The task: Whenever the word "shrub" appears on a line of the material below, that line is counted; state the total alone.

Input records:
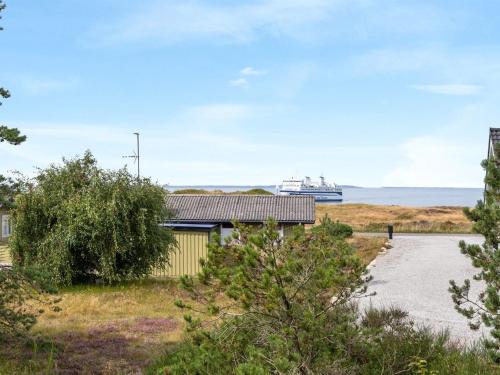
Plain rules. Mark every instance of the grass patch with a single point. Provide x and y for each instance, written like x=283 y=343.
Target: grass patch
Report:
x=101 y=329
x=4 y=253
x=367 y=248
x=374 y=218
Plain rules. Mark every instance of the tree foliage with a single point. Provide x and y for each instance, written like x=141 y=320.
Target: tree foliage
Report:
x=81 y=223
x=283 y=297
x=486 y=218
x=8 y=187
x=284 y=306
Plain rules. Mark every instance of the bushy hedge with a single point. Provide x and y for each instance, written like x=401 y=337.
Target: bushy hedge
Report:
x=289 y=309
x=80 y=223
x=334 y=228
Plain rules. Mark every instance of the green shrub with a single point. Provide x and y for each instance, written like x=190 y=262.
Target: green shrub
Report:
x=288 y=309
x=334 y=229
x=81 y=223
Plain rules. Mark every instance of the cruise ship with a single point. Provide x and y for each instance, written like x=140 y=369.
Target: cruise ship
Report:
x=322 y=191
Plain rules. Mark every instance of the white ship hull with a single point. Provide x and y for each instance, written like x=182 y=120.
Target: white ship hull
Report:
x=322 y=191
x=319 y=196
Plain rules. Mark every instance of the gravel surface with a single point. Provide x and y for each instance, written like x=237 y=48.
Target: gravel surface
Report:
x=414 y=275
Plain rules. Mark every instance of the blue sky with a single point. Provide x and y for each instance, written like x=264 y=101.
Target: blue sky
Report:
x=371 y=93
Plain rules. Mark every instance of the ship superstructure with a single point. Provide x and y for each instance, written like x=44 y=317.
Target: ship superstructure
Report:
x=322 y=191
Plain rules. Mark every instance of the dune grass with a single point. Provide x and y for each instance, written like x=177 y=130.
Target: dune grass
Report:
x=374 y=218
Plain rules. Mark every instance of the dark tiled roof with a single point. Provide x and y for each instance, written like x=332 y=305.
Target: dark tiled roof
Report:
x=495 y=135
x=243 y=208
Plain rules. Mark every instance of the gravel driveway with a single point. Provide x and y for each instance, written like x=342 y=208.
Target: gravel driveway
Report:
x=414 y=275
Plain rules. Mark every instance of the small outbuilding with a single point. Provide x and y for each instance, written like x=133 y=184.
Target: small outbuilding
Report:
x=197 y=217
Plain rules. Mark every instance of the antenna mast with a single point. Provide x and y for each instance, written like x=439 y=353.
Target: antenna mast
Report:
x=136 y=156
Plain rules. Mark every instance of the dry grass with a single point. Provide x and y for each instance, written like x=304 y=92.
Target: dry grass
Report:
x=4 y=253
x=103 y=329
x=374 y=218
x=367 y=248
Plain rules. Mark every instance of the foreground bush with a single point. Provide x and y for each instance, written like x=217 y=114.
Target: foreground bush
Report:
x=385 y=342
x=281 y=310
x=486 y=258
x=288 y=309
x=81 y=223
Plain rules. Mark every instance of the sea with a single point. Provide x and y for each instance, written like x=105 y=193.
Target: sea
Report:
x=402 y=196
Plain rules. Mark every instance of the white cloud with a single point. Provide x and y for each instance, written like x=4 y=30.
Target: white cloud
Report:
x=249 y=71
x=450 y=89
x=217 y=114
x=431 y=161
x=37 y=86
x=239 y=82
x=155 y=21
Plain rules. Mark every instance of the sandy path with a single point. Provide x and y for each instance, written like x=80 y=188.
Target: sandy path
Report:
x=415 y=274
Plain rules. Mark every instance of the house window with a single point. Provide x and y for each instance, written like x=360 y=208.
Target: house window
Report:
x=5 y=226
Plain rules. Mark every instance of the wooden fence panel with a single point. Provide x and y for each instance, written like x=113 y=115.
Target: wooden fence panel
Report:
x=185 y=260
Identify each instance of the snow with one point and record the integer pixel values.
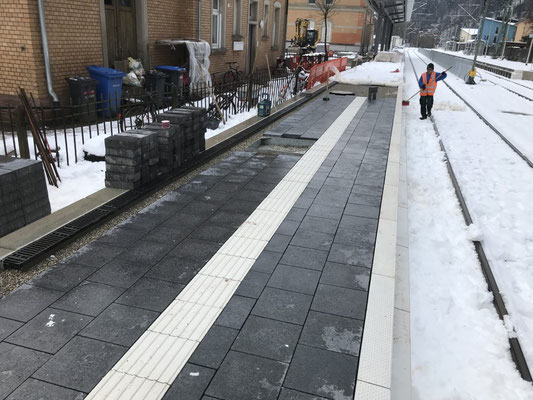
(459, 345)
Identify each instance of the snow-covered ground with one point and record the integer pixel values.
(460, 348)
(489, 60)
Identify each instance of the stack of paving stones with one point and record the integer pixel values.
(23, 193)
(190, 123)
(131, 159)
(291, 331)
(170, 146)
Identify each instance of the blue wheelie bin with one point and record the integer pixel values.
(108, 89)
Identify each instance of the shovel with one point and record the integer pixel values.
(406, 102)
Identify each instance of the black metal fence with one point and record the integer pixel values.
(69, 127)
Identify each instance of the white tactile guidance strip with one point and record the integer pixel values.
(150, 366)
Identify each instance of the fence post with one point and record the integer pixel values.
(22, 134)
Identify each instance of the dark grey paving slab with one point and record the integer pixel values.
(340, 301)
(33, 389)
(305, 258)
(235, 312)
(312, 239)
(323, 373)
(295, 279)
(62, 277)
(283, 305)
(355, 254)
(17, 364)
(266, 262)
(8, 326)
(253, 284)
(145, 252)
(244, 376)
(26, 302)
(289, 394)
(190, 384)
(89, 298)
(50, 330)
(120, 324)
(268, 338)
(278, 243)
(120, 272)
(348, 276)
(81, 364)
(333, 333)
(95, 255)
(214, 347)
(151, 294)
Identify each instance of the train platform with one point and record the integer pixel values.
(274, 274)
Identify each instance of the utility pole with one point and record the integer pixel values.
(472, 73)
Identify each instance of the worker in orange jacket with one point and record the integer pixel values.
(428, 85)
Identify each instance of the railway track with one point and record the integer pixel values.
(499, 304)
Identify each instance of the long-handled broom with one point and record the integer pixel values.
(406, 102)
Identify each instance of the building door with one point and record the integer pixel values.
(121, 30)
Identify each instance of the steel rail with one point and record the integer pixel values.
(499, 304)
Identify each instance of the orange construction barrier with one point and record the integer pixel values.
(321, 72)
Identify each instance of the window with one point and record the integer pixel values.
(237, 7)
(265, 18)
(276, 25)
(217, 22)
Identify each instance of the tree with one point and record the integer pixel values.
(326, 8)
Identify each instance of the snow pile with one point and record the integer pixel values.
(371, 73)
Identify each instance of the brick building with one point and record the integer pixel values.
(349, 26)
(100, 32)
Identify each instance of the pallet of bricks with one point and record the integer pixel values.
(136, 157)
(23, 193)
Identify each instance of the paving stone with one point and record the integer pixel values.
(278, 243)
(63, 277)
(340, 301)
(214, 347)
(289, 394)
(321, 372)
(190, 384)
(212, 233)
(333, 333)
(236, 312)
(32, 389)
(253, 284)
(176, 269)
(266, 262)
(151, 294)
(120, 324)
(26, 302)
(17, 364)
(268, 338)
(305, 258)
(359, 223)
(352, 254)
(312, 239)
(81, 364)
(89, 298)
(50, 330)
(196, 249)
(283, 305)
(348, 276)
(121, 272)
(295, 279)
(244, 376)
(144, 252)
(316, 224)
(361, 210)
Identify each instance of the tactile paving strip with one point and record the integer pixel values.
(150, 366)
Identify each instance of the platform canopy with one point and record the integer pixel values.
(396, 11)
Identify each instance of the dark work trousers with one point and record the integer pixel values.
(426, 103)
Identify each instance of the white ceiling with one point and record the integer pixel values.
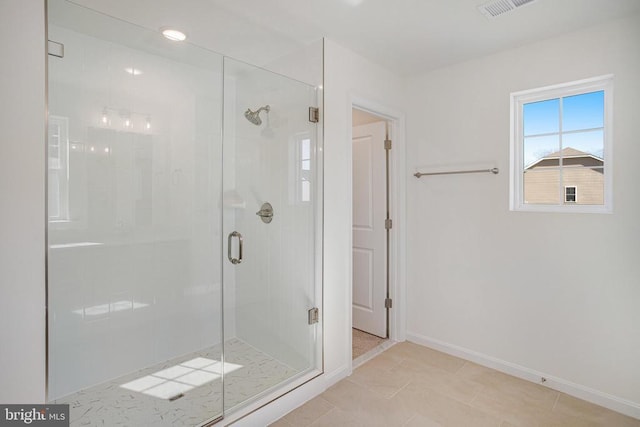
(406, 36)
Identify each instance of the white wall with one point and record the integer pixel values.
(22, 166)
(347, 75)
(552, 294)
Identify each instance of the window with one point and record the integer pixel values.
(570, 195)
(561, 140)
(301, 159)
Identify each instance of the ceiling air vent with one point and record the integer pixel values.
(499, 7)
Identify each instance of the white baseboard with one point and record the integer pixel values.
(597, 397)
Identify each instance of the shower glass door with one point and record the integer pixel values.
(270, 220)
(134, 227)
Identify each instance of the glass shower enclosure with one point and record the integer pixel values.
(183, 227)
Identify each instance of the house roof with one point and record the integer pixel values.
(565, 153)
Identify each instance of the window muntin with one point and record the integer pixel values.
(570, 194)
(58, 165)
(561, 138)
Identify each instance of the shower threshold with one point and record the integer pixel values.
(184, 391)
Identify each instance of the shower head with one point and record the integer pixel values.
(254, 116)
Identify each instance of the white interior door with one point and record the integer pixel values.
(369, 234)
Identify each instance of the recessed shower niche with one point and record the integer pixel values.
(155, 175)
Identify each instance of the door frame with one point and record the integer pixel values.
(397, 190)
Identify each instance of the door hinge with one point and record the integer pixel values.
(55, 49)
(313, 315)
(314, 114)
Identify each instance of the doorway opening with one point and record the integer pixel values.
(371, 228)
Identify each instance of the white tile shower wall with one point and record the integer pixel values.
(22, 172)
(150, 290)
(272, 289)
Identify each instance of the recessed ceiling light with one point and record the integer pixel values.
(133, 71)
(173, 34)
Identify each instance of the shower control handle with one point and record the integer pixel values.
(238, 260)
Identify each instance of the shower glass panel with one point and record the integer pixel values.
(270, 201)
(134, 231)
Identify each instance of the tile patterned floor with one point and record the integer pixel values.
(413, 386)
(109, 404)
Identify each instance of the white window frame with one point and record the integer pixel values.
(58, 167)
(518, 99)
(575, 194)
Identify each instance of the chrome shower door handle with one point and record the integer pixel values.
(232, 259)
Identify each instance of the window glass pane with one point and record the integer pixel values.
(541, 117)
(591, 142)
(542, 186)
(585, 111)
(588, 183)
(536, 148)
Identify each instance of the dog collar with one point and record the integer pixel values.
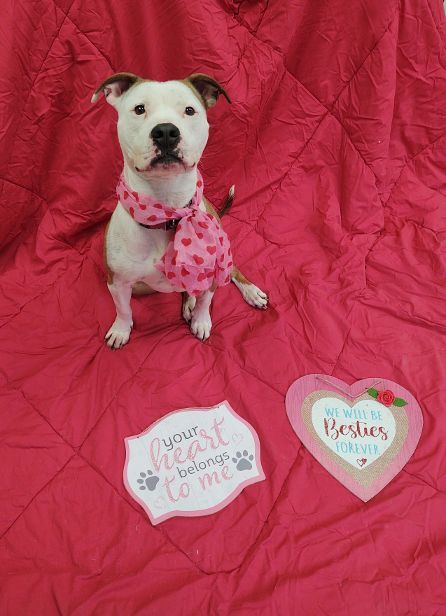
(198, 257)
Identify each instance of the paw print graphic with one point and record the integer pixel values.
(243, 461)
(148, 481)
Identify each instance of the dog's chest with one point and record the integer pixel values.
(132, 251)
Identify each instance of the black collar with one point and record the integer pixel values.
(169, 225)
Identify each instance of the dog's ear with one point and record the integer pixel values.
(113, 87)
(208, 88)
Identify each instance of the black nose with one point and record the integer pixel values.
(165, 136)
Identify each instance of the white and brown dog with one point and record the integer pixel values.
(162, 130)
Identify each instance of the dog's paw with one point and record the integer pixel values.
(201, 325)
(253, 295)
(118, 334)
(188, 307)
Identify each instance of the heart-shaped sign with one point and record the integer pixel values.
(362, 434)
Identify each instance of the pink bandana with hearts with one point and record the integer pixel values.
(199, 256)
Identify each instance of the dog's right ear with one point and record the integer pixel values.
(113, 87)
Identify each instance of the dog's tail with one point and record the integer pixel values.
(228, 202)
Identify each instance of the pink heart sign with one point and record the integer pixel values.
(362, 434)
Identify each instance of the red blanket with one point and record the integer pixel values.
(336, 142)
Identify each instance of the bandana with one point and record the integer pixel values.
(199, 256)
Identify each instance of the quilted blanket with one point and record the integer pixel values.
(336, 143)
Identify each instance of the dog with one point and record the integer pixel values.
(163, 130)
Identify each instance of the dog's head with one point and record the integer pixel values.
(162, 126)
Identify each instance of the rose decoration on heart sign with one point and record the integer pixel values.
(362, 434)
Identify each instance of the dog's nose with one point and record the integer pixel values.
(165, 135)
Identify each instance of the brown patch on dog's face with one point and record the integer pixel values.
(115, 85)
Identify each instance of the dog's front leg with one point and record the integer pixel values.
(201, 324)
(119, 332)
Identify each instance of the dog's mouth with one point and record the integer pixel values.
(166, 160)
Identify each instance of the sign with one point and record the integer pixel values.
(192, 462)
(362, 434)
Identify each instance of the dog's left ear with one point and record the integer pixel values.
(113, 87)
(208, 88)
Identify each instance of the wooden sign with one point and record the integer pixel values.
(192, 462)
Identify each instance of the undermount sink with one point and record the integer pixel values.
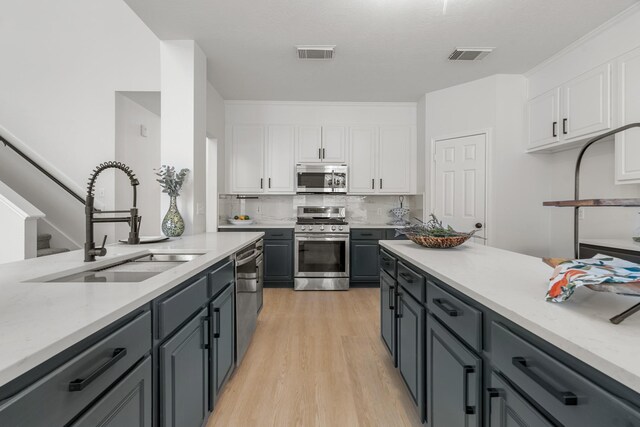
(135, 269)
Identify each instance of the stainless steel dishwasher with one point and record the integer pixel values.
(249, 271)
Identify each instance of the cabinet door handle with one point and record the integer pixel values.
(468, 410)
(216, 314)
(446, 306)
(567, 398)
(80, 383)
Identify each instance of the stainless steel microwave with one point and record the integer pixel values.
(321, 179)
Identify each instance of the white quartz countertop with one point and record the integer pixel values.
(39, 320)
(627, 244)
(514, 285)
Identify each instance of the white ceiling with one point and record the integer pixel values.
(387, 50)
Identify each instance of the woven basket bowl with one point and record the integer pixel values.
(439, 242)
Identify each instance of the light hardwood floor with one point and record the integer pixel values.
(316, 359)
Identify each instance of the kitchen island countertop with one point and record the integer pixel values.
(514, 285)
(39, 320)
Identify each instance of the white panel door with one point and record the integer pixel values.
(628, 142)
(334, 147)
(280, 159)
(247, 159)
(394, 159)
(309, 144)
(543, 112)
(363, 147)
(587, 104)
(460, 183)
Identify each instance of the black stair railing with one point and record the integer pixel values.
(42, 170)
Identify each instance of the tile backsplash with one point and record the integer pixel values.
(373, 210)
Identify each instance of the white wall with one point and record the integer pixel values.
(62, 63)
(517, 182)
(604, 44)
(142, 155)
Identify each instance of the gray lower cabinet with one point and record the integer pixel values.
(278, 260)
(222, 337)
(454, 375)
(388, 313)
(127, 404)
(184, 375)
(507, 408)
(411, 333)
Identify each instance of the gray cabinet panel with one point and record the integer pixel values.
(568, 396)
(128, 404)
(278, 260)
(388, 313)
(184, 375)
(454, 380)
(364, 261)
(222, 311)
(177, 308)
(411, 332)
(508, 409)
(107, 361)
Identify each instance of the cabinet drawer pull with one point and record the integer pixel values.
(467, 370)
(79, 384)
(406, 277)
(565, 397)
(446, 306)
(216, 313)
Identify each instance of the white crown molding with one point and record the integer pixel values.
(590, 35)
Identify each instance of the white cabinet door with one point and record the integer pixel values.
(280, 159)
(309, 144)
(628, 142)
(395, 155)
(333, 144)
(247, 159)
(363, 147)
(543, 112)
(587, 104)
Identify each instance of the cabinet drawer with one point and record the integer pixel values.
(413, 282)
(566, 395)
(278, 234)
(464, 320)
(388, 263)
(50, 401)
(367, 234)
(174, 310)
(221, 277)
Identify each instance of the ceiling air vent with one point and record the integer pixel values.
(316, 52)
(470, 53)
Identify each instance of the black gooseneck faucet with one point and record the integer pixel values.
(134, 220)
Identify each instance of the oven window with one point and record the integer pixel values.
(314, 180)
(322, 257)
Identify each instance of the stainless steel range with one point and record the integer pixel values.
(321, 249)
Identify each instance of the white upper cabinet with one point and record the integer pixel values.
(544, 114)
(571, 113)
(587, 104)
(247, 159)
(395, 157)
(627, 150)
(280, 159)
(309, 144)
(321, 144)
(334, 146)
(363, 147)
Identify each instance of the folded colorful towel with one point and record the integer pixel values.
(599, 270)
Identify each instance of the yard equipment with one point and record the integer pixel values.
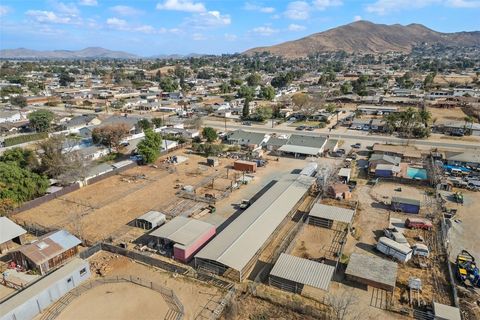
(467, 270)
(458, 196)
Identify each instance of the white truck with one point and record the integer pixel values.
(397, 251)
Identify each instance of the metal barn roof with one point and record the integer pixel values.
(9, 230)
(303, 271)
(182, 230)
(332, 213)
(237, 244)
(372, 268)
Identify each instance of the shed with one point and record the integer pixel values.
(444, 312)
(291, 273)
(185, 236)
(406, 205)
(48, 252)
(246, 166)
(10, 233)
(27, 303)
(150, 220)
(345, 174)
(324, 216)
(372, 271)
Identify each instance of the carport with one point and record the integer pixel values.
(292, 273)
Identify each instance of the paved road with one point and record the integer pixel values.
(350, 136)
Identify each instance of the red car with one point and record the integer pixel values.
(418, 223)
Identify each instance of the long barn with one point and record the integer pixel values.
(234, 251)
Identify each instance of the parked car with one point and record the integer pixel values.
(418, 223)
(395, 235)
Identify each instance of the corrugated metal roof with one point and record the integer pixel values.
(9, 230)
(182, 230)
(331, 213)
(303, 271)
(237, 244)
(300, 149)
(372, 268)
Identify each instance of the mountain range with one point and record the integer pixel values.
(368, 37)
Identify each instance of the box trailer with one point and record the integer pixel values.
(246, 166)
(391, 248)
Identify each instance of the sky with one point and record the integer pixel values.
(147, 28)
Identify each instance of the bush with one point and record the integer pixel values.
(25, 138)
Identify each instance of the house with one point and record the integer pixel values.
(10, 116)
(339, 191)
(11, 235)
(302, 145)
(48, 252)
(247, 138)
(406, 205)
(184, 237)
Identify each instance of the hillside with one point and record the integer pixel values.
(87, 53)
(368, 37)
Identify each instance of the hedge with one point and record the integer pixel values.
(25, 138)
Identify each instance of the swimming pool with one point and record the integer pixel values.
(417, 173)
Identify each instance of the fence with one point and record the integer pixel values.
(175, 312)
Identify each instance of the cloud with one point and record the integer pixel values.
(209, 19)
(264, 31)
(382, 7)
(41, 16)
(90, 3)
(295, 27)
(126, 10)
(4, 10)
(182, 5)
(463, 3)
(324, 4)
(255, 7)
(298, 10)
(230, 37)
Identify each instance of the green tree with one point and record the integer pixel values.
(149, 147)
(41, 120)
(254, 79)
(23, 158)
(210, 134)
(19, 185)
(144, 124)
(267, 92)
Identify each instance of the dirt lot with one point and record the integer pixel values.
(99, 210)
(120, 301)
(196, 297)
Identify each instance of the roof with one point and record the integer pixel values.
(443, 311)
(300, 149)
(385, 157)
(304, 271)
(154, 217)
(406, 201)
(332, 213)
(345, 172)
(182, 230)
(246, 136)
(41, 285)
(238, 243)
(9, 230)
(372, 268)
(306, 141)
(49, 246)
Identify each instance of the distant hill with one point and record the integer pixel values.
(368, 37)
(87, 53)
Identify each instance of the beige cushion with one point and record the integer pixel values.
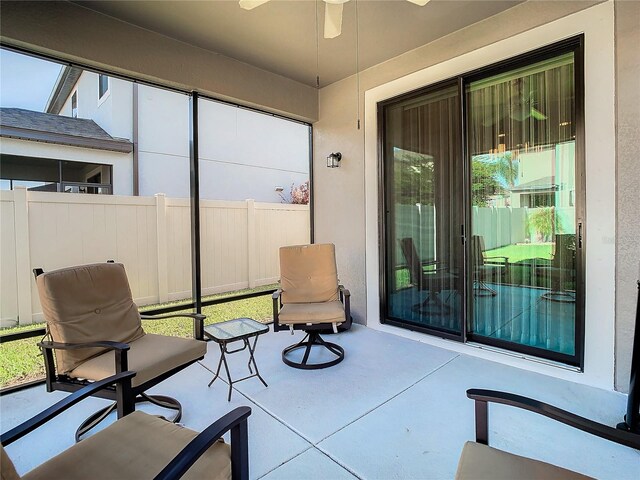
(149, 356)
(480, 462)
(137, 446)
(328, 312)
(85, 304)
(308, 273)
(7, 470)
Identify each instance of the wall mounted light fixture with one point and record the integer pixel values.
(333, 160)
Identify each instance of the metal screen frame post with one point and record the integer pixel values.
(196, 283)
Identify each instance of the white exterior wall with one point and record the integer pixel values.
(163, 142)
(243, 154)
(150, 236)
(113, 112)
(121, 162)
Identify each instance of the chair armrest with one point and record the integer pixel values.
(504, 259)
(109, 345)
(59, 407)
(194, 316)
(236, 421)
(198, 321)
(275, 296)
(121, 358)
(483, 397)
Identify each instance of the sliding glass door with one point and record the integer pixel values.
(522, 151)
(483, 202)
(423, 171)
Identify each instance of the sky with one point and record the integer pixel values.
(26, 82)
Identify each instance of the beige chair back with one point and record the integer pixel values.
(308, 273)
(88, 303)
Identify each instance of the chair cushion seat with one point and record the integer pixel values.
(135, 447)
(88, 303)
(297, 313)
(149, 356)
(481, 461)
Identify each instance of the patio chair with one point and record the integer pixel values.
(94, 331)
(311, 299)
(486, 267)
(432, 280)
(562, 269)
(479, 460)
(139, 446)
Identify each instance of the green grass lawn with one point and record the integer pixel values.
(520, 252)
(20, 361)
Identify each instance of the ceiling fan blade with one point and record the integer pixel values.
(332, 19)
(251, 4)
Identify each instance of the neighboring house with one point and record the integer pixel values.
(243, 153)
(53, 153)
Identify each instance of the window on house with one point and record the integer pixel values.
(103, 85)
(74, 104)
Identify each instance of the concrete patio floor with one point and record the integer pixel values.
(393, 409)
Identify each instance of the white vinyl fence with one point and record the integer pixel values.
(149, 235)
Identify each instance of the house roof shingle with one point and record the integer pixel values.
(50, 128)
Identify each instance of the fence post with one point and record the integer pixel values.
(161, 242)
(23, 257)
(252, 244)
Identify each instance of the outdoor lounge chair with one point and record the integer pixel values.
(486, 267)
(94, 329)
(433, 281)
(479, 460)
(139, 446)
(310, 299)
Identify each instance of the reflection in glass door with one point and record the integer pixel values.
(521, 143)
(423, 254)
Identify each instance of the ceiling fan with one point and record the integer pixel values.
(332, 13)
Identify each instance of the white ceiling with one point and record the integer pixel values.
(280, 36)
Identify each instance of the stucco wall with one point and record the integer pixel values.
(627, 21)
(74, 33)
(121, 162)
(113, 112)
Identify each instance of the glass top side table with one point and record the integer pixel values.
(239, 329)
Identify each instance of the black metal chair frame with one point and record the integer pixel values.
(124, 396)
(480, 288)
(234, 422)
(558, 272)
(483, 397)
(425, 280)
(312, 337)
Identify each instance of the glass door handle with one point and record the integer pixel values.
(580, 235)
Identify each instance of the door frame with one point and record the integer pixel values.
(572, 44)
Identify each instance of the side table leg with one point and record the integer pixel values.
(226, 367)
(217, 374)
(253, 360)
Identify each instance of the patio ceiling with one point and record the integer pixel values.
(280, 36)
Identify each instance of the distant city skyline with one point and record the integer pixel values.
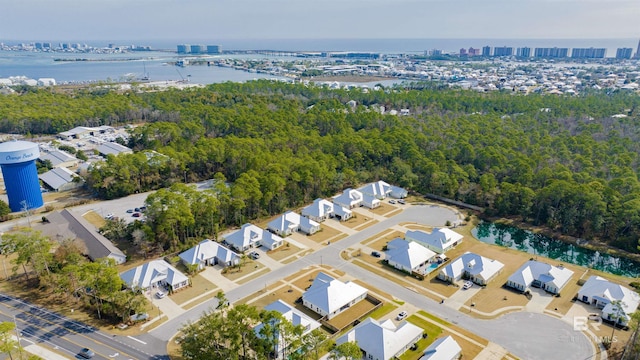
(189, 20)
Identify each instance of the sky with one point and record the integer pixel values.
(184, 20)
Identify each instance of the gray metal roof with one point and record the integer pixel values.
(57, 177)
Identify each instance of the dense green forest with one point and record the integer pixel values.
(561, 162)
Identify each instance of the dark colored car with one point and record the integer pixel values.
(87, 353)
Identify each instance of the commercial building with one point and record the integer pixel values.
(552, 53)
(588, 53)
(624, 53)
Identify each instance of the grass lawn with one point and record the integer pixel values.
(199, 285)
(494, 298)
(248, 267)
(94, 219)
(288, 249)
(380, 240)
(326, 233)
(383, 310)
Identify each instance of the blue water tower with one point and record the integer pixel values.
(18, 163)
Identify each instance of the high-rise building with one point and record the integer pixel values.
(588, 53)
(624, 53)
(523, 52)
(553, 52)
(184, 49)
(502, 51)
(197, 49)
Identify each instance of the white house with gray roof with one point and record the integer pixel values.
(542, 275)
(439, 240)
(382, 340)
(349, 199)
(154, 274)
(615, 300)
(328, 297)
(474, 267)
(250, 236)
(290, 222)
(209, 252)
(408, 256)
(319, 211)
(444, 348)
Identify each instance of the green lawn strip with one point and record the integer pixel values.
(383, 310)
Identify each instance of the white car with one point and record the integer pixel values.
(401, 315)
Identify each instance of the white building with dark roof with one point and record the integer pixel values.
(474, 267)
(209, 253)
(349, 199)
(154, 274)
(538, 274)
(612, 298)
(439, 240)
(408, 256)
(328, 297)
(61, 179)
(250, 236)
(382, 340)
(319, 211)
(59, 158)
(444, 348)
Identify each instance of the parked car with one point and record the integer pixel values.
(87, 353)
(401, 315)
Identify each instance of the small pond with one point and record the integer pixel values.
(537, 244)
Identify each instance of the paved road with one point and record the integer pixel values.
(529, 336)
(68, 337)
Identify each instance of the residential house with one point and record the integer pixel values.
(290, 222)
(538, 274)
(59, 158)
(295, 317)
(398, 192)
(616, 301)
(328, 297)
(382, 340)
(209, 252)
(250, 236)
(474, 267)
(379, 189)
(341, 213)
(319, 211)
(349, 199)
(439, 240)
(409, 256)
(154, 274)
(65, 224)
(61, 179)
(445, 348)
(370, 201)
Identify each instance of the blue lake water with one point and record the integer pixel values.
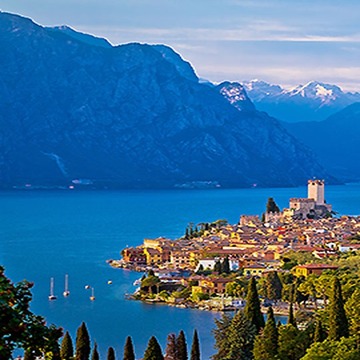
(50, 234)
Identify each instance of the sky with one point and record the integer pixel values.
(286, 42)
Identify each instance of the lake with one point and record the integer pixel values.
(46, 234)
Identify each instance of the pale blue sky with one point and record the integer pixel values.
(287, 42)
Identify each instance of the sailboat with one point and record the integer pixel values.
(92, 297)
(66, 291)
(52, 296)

Task output: 2